ASSIGNMENT: Nothing in the listing below should change; retype it as is.

= Beginning of Section =

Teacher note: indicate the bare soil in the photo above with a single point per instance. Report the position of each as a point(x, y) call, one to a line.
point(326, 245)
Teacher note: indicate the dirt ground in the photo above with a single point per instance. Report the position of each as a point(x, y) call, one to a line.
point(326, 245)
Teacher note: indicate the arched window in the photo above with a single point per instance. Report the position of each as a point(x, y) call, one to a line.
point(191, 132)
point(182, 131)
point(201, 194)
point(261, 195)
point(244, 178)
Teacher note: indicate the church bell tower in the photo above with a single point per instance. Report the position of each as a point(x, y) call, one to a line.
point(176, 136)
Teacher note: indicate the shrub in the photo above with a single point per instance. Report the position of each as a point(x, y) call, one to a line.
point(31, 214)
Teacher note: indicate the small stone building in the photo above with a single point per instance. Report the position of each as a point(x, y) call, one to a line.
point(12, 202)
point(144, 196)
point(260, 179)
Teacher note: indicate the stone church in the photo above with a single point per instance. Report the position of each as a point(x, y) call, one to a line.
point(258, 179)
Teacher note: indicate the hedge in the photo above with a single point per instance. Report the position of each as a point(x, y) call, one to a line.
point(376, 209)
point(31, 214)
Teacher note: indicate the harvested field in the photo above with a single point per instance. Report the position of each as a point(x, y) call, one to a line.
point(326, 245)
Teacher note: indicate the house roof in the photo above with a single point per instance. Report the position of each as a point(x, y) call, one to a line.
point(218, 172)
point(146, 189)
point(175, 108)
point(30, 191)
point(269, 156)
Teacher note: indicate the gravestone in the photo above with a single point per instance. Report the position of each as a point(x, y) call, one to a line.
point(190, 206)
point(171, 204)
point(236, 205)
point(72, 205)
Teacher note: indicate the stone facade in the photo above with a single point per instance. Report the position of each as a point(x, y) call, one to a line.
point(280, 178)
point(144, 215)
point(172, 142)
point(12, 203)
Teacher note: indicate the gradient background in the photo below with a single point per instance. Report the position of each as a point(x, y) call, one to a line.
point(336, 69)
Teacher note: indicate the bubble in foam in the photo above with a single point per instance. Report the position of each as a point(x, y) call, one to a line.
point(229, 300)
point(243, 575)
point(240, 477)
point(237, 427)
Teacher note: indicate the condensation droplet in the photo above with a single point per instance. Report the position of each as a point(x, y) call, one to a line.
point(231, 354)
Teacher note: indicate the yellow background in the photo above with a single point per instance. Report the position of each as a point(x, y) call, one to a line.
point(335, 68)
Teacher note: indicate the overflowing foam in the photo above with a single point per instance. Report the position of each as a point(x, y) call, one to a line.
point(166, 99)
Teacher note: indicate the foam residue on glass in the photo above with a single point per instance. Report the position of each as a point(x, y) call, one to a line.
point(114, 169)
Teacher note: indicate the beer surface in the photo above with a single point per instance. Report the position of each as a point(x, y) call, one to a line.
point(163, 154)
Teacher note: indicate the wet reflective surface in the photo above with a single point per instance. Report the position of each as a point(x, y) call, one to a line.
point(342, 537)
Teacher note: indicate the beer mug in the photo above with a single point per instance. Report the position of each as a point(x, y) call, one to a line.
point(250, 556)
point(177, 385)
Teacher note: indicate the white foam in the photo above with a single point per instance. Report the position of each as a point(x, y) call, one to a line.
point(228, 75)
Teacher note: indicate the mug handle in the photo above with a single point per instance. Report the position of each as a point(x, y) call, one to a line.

= End of Section =

OUTPUT:
Teacher note: indicate the bare soil in the photo above with a single point per instance. Report the position of each as a point(x, y) call, one to a line.
point(326, 245)
Teacher note: indicate the dirt ground in the photo above with a single point per instance. Report the position of each as a point(x, y) call, one to a line.
point(326, 245)
Teacher note: indicate the arched window in the photo above with a single point per instance. Report the position of each as a point(x, y) call, one to a line.
point(191, 132)
point(182, 131)
point(201, 194)
point(261, 195)
point(244, 178)
Teacher note: indicate the church bell tower in the photo above with a single point per instance. Report the position of each as a point(x, y) call, one to a line.
point(176, 136)
Teacher note: indicate the shrub in the photo above with a single point per instance. Report the position of each as a point(x, y) call, one to a line.
point(31, 214)
Teacher note: indicate the small stone building in the photo above with a single point per instance. Report the position of each as a point(x, y) call, one to a line.
point(12, 202)
point(144, 196)
point(260, 179)
Teacher note: indicate the stone church in the photo above with a single point per instance. Report the position of each as a point(x, y) call, one to a line.
point(258, 179)
Teacher note: indicate the hedge in the photo above with a single point per instance. Report the position of each as a point(x, y) call, one to a line.
point(376, 209)
point(31, 214)
Teacher note: indicate the harvested field in the photo above with a single point per instance. Report the position of each as a point(x, y) call, one to a line.
point(326, 245)
Teacher note: indicate the house roof in the photo above with a single point per instance. Report the position of each as a point(x, y) call, one to a line.
point(218, 172)
point(146, 189)
point(175, 108)
point(30, 191)
point(269, 156)
Teacher note: indicate the gravestone in the photo above with a single point per instance. Report the position of each as a point(x, y) call, one to a line.
point(190, 206)
point(171, 204)
point(236, 205)
point(72, 205)
Teacher note: indicate the stone facade in the photo above with a single point per instance. Report the position of each as a point(x, y) call, one to a line.
point(280, 178)
point(144, 215)
point(172, 142)
point(12, 203)
Teacher note: indicate the gradient background in the photo below with a single point per instance. Report the position of each as a point(x, y) call, one to a line.
point(336, 69)
Teacher note: indicate the bubble in foam in the photo above with a single point per instance. Report the position of each as a point(x, y) call, one to a line.
point(229, 300)
point(243, 575)
point(240, 477)
point(237, 427)
Teacher note: indicate the condensation droplet in the photo above with a single point per instance. Report the position of each as a point(x, y) call, one to a line.
point(231, 354)
Teacher note: indicate the yellow background in the photo above with a single point per instance. Report the position of each as a point(x, y) call, one to a line.
point(335, 68)
Teacher note: indicate the overflowing foam in the photo above with a single point per instance. Report the position of each as a point(x, y) call, one to a line.
point(166, 99)
Teacher note: indicate the foam residue on glass in the photo above with a single point per instance. Report the position of each as a point(x, y) call, one to a line.
point(114, 169)
Teacher note: indicate the beer surface in the photo above with a single point per instance. Report the position of each as a point(x, y) call, one to a line.
point(163, 154)
Teacher note: indicate the wet reflective surface in the photo above with a single point per instance. Report the position of each as a point(x, y) call, one to a line.
point(342, 537)
Teacher note: indicate the beer mug in the photo above with a single point per instance. Report the position of each as a point(x, y) call, one to a line.
point(250, 556)
point(177, 385)
Teacher note: indicate the white foam in the photo above with a single point per instance. Report the position of each as a point(x, y) call, one to a line.
point(228, 75)
Teacher note: indicate the mug handle in the photo above with a single point per instance. Report the position of each as a point(x, y) call, one to a line.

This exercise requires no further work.